## Given text
/---
While a calm anchorage and a good anchor are excellent and obvious tips to a good nights sleep, the good anchorage part doesn’t always happen.
Sometimes there are bad conditions, high traffic, or just a plethora of other issues that can make wonderful sleep seem elusive. This is where having an anchor drag alarm comes in.
We have the Vesper XB 8000 which has a built in anchor drag alarm. It shows you where you have been swinging and let’s you set the radius of the circle. If the boat slips out of the ring, a very loud alarm goes off!

This means you can sleep and if anything happens, it will wake you up to deal with it, until then, you can have a great nights sleep without the aforementioned calm anchorage (but you still need a good anchor).

How COVID has changed cruising

It used to be that when you arrived in a new country, you flew your Q flag for the few minutes it took to get cleared in. The yellow quarantine flag rarely saw any use since it was only set for a short amount of time.
With Covid, all of that has changed and our Q flag is seeing a lot more time flying from our starboard spreader!
\---
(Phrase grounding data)
/---
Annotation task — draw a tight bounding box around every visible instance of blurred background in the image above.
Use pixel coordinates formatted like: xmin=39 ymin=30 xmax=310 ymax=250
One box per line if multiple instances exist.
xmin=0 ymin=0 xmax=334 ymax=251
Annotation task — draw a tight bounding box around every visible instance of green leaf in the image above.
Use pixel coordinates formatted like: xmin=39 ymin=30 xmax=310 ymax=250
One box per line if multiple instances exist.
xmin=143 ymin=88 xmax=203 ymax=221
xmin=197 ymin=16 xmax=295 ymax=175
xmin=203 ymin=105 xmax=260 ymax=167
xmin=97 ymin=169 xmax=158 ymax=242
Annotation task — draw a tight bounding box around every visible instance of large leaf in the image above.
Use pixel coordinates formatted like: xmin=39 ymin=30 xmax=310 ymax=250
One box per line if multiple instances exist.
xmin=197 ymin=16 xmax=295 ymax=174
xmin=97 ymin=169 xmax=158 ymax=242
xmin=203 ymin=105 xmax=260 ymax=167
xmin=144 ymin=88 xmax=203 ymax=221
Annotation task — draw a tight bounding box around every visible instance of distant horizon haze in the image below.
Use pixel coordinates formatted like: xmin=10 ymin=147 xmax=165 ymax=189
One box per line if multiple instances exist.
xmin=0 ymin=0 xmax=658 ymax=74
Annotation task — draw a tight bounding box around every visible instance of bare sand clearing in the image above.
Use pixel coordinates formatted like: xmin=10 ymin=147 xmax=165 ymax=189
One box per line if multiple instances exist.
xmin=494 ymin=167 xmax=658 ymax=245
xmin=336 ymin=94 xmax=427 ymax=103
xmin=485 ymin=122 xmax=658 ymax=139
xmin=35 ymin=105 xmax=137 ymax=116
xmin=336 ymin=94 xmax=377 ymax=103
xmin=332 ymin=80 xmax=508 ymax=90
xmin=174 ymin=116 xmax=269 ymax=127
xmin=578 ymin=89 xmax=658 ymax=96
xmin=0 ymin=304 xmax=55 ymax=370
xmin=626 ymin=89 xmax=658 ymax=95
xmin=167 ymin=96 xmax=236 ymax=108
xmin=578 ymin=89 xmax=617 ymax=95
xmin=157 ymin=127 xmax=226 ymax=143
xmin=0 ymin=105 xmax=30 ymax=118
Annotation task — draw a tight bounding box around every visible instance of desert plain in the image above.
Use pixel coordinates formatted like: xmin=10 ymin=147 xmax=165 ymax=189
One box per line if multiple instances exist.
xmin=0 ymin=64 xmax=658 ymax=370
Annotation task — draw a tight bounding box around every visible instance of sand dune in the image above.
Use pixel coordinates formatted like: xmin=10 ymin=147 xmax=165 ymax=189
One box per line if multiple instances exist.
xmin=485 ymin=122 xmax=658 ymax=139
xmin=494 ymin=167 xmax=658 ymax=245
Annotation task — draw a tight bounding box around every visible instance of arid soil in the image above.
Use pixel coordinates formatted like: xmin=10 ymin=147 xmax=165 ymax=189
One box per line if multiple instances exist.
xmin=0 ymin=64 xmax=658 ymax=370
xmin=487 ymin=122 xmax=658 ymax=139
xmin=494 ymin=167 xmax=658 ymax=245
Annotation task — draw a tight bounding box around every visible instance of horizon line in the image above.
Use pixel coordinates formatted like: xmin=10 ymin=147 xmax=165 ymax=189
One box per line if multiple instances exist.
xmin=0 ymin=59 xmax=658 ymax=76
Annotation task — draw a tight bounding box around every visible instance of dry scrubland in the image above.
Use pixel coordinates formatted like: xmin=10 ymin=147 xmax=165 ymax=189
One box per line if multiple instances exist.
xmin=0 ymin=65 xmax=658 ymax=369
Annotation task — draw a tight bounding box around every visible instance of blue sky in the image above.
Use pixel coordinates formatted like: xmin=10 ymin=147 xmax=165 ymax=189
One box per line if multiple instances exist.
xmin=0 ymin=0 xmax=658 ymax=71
\---
Continue the sailing text from its last sentence.

## Expected output
COVID-19 has granted tiny countries incredible power, control the likes of which they never had before. As Americans with our blue passport, we used to be able to arrive in practically any country and simply check in. No visas ahead of time or any hassle!
In the name of Covid, however, countries are now able to ban any person they desire granting them authority that was always out of grasp!

When we got to Cape Verde, instead of going to the customs office like normal, we were told to wait indefinitely at anchor until the authorities came to our boat to clear us in. On the 5th day of waiting, I called a friend who called in a favor for me to finally get us checked in; otherwise, we would still be anchored and waiting!

Covid has completely changed the cruising world, altering it from a freeing experience in world travel to a test in bureaucracy. Before setting sail, you need to see if a country is even open to cruisers; more importantly, whatever it says today could be completely different by the time you arrive! Then you have countries with no real form of government struggling to create the illusion of control by stonewalling any attempts you make at legally checking in and forcing you to subvert the entire process by residing at anchor unannounced.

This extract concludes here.